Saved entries
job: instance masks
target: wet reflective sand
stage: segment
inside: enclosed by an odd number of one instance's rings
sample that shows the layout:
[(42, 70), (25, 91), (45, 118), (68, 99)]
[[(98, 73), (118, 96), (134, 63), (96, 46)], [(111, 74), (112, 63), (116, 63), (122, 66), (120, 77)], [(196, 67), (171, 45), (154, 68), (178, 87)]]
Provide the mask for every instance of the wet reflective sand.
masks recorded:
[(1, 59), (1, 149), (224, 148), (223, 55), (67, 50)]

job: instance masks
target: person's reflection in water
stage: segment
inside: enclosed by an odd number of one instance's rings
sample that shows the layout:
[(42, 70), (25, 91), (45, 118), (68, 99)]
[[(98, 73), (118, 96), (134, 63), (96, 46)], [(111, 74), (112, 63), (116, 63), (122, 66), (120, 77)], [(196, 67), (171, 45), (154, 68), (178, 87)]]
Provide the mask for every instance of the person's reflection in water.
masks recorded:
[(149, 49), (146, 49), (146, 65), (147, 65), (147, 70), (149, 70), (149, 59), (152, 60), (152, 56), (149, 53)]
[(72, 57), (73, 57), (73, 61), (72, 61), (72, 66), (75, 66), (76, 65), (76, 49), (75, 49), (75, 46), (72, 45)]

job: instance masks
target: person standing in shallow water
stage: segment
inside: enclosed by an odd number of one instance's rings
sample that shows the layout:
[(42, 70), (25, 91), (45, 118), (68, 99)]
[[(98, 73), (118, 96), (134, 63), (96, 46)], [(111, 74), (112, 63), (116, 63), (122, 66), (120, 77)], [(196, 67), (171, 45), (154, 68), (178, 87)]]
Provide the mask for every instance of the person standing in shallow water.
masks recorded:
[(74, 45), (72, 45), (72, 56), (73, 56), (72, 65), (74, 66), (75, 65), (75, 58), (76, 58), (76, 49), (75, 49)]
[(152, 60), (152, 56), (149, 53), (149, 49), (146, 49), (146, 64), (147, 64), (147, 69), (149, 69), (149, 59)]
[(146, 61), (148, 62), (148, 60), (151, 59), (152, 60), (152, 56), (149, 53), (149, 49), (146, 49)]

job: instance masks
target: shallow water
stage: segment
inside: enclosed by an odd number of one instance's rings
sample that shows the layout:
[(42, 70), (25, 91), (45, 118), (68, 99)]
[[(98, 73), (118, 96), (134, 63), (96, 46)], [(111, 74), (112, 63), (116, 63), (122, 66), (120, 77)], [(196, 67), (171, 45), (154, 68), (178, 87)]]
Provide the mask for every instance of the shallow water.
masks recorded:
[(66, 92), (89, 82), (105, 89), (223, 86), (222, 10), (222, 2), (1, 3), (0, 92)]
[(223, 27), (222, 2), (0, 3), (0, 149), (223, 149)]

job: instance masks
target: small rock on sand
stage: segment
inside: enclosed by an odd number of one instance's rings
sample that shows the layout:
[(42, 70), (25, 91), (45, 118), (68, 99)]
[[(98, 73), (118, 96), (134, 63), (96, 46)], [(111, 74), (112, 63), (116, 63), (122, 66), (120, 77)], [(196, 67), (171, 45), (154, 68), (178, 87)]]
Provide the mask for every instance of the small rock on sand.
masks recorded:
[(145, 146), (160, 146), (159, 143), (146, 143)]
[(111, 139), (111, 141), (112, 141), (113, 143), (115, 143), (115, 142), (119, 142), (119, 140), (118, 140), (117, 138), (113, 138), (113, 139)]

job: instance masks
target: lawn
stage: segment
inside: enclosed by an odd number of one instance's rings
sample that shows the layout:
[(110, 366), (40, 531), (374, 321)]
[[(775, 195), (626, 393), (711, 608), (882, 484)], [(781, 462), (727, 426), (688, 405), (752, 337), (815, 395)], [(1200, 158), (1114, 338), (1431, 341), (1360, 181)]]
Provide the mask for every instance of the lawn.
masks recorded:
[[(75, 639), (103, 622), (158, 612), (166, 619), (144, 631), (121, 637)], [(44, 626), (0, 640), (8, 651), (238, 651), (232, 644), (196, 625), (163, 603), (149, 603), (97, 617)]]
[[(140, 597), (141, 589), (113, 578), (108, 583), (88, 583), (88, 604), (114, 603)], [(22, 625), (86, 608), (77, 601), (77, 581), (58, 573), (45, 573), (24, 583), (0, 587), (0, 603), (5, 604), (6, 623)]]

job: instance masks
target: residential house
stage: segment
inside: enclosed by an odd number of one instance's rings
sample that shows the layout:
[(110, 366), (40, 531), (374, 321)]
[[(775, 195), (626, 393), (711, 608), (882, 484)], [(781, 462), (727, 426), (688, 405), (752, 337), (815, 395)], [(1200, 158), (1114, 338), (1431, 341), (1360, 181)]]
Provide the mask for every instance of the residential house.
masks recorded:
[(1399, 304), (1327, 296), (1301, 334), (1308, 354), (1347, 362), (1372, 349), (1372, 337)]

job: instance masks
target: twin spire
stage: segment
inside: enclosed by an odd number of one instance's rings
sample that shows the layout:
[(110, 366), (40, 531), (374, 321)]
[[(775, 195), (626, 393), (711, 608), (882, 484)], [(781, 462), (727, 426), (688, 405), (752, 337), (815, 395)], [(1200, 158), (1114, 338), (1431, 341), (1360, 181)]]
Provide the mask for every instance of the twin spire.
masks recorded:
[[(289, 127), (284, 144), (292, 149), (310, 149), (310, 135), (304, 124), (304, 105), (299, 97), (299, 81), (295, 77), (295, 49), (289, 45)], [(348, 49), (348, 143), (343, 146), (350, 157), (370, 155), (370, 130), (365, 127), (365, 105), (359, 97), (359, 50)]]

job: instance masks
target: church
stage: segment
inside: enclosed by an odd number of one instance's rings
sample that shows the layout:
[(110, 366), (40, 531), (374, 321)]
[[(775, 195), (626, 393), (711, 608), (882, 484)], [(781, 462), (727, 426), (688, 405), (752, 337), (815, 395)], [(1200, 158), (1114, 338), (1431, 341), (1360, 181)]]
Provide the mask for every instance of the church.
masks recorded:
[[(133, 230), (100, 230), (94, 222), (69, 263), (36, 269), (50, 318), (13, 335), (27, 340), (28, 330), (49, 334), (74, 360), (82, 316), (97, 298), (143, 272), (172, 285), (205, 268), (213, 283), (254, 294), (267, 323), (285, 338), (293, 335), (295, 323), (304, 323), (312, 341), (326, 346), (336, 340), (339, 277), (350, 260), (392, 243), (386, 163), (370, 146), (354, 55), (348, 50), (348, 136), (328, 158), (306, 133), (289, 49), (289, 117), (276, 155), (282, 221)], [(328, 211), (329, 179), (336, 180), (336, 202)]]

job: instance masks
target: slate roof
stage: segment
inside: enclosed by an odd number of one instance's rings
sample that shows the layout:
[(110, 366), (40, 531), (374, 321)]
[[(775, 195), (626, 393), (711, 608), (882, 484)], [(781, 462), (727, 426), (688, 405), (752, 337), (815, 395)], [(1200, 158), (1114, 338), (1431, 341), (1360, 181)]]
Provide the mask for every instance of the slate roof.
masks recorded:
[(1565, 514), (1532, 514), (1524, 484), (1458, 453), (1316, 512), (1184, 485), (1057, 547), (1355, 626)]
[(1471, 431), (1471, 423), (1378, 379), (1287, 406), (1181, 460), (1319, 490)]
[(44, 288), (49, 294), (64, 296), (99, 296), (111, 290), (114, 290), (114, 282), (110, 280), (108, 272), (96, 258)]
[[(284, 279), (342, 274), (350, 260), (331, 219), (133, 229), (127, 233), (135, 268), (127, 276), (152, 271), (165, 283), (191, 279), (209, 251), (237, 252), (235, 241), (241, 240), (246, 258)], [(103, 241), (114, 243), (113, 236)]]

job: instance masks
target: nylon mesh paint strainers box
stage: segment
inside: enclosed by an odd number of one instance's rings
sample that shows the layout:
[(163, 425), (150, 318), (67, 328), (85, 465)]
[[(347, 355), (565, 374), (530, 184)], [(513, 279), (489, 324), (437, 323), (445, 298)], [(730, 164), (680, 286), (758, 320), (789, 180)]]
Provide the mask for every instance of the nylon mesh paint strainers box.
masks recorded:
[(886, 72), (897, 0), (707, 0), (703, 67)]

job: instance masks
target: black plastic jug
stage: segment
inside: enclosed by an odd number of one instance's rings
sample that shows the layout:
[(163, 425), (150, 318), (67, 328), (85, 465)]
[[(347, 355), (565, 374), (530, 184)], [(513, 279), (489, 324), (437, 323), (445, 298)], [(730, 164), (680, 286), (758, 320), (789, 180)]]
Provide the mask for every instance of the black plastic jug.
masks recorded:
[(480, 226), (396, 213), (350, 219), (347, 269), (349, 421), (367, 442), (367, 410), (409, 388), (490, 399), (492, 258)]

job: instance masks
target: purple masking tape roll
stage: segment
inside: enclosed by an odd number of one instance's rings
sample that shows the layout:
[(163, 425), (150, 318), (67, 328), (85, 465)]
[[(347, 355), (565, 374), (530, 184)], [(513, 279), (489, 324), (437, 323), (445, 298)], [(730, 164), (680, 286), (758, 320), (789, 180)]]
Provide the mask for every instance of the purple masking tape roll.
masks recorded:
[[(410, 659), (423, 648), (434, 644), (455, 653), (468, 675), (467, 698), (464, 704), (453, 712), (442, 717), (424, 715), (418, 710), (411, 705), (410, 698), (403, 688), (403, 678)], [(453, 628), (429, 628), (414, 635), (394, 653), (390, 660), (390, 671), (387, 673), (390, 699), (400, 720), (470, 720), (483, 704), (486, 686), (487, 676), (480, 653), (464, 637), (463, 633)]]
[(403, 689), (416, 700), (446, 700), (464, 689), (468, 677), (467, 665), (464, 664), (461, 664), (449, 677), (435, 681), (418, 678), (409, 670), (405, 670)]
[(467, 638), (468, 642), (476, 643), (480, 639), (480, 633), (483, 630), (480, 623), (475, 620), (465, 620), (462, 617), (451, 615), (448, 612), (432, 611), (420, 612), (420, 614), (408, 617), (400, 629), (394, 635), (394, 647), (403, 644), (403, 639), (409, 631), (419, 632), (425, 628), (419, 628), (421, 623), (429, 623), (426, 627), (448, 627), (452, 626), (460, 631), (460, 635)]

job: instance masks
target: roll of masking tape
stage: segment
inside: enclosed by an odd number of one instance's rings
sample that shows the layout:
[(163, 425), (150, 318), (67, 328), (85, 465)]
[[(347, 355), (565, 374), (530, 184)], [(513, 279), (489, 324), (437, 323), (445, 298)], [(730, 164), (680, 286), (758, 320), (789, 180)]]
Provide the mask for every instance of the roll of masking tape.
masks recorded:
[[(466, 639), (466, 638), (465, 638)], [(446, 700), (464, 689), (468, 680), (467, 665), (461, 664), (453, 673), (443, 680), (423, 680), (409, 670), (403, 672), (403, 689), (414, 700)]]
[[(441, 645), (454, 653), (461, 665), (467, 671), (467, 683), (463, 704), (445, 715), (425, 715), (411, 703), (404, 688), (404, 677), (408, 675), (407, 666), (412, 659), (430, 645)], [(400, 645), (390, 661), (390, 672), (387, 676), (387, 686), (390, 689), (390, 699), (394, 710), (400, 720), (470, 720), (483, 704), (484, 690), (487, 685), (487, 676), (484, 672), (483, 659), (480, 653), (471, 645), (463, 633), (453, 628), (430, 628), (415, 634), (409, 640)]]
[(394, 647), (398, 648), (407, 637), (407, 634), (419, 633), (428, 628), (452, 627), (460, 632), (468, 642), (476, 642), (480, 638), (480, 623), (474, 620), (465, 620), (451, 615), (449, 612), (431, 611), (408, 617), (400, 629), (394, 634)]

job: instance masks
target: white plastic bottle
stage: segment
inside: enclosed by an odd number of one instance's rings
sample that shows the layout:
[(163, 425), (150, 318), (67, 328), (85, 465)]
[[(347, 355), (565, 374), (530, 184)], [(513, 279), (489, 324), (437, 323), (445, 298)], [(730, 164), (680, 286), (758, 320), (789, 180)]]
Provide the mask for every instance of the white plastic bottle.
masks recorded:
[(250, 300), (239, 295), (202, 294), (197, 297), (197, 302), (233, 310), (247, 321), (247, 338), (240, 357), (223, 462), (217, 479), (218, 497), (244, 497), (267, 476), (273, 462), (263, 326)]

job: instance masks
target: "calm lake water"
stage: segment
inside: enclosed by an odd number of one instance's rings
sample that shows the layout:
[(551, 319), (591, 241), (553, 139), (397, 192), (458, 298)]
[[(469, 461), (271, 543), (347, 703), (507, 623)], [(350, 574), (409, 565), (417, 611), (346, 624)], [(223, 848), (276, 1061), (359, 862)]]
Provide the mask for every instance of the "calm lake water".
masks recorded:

* [Given instruction] Return every line in the entries above that contains the string "church", treating uppercase and lowercase letters as different.

* [Written response]
target: church
Provide the mask for every instance of the church.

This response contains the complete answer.